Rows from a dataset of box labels
· · · · ·
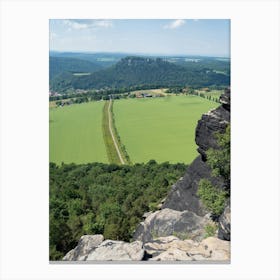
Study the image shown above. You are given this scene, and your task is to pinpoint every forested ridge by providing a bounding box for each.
[49,160,187,260]
[50,56,230,91]
[49,56,103,80]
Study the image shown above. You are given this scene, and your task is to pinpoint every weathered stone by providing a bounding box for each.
[86,240,144,261]
[195,106,230,161]
[220,88,230,111]
[162,89,230,216]
[188,237,230,261]
[144,236,196,257]
[142,211,153,219]
[147,236,230,261]
[218,201,231,240]
[162,156,224,216]
[133,208,209,242]
[63,234,104,261]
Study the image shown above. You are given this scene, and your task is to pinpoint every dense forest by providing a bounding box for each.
[49,160,187,260]
[50,56,230,91]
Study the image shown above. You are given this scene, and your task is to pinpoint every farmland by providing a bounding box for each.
[50,102,108,164]
[50,95,218,164]
[114,96,218,163]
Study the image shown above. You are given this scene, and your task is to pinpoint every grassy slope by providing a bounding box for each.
[50,102,108,164]
[114,96,219,163]
[102,101,121,164]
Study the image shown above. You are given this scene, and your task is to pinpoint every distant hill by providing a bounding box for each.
[49,56,103,80]
[51,56,230,91]
[50,51,129,68]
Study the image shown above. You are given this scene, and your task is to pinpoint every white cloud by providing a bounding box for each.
[93,20,113,27]
[164,19,186,29]
[50,32,58,40]
[63,19,113,31]
[63,19,88,30]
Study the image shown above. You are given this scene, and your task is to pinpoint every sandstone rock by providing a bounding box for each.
[63,234,104,261]
[188,237,230,261]
[195,106,230,160]
[86,240,144,261]
[218,201,231,240]
[147,236,230,261]
[144,236,196,257]
[162,89,230,216]
[133,208,209,242]
[220,88,230,111]
[162,156,224,216]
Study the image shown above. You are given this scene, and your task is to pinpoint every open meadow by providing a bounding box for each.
[50,102,108,164]
[113,95,219,163]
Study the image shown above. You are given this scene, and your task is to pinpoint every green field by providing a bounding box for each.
[50,102,108,164]
[114,96,219,163]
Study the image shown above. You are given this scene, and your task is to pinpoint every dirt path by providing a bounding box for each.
[108,99,125,164]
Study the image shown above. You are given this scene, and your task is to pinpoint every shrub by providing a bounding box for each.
[197,179,227,216]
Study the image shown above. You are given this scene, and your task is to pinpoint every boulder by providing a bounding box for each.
[218,203,231,241]
[162,156,225,216]
[133,208,210,242]
[195,106,230,161]
[63,234,104,261]
[147,236,230,261]
[162,89,230,216]
[86,240,144,261]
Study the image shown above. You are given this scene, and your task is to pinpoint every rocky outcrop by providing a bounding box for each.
[162,89,230,216]
[162,156,224,216]
[63,234,104,261]
[133,208,211,243]
[63,89,230,261]
[63,235,230,261]
[218,203,230,240]
[63,234,144,261]
[147,236,230,261]
[86,240,144,261]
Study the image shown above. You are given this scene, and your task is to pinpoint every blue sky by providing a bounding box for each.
[50,19,230,57]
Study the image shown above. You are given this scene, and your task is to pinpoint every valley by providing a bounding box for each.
[50,94,218,164]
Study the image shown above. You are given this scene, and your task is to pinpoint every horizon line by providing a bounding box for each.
[49,50,230,59]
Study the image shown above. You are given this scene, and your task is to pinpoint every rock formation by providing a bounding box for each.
[218,203,230,240]
[63,234,144,261]
[133,208,211,243]
[63,89,230,261]
[63,235,230,261]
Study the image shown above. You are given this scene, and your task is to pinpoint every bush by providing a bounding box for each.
[204,223,218,238]
[197,179,227,216]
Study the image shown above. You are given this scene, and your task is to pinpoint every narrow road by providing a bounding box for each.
[108,99,125,164]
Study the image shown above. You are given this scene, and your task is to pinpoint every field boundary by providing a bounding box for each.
[102,101,122,164]
[109,101,132,164]
[108,99,124,164]
[102,99,131,164]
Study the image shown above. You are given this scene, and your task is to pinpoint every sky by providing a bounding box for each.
[49,19,230,57]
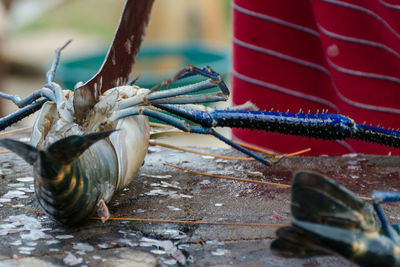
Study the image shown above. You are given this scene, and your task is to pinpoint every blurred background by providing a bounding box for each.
[0,0,231,147]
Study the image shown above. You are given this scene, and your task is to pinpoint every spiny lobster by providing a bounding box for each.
[271,171,400,266]
[0,0,400,224]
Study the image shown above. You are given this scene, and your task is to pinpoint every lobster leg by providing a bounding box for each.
[118,65,229,110]
[154,104,400,148]
[116,107,283,166]
[372,191,400,243]
[150,65,229,95]
[0,98,48,131]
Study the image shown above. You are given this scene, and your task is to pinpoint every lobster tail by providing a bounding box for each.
[0,131,116,224]
[0,139,38,165]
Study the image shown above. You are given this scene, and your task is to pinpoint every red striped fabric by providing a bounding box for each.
[232,0,400,155]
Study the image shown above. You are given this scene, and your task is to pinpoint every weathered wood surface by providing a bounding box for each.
[0,130,400,267]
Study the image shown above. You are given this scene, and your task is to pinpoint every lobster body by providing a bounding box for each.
[3,86,149,224]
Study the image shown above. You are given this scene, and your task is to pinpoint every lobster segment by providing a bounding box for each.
[153,104,400,148]
[271,171,400,266]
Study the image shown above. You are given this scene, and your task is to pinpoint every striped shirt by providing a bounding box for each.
[232,0,400,155]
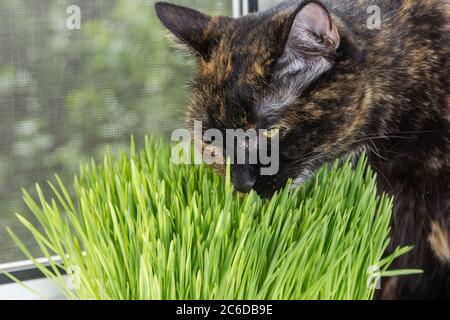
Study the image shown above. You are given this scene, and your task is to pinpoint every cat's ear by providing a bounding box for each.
[286,1,340,50]
[282,1,340,60]
[155,2,211,57]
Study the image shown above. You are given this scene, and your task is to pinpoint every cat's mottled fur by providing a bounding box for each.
[156,0,450,298]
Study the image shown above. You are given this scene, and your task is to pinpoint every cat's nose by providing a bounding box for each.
[231,166,256,193]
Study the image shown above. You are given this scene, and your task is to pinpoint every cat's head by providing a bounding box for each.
[156,1,366,196]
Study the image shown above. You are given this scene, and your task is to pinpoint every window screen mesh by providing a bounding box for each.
[0,0,232,263]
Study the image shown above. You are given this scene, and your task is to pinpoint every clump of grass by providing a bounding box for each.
[5,139,416,299]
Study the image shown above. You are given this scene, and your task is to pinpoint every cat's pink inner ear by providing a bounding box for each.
[291,2,340,49]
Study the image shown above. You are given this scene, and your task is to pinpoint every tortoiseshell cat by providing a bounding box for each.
[156,0,450,299]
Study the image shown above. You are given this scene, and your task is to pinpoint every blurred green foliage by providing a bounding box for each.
[0,0,231,263]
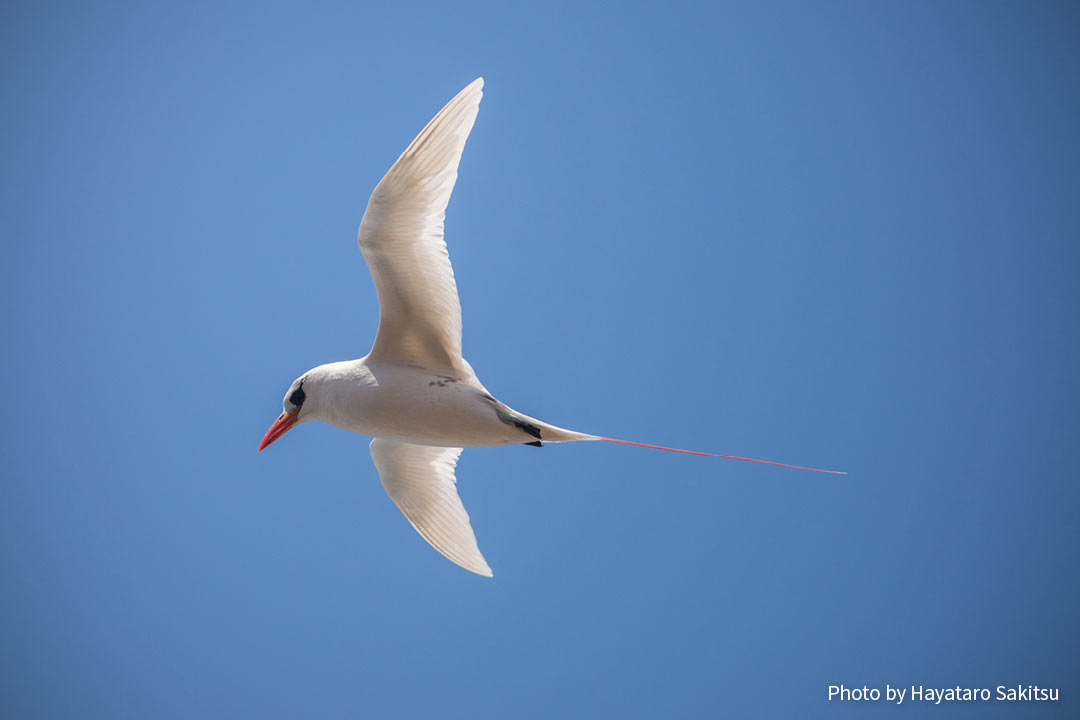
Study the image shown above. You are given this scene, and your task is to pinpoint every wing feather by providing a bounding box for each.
[357,78,484,378]
[372,437,491,578]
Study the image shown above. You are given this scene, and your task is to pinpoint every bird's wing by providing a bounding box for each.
[359,78,484,377]
[372,437,491,578]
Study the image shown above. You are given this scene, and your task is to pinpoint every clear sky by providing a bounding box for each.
[0,1,1080,719]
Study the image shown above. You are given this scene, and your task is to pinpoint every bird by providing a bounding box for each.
[258,78,842,578]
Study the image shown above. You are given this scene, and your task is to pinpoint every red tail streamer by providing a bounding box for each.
[600,437,847,475]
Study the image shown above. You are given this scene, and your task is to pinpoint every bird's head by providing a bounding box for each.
[259,373,313,452]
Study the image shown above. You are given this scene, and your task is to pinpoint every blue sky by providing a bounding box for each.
[0,2,1080,718]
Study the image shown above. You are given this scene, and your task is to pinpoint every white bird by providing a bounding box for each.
[259,78,837,576]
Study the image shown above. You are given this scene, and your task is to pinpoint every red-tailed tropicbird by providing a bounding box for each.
[259,78,837,576]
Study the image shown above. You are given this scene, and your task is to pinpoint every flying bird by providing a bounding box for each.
[259,78,837,576]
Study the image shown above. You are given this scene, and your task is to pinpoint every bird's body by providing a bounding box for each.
[259,78,834,575]
[295,357,597,448]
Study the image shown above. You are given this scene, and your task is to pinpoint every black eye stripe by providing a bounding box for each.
[288,382,307,407]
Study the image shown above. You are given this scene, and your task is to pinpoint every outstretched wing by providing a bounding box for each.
[372,437,491,578]
[359,78,484,377]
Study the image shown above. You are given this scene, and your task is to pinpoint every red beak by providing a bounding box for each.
[259,410,300,452]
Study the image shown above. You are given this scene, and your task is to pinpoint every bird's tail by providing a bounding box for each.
· · · · ·
Convert the listing lines from the one containing "tropicbird by providing a bounding box for each." through the one containing "[295,357,597,448]", inclusive, into a numbered list, skipping any blank lines.

• _Correct answer_
1. Study the image shown above. You are given this scene, and your task is to pinpoint every red-tailed tropicbird by providing a bounding box for each.
2. [259,78,837,576]
3. Study the image shown above. You are given this scene, and your task is to pinpoint every flying bird by providing a bounding box for each.
4. [259,78,837,576]
5. Study the image shown above. You are given this scene, and your task is to pinpoint every bird's body by providing a bounding box for each.
6. [259,78,834,575]
7. [295,357,597,448]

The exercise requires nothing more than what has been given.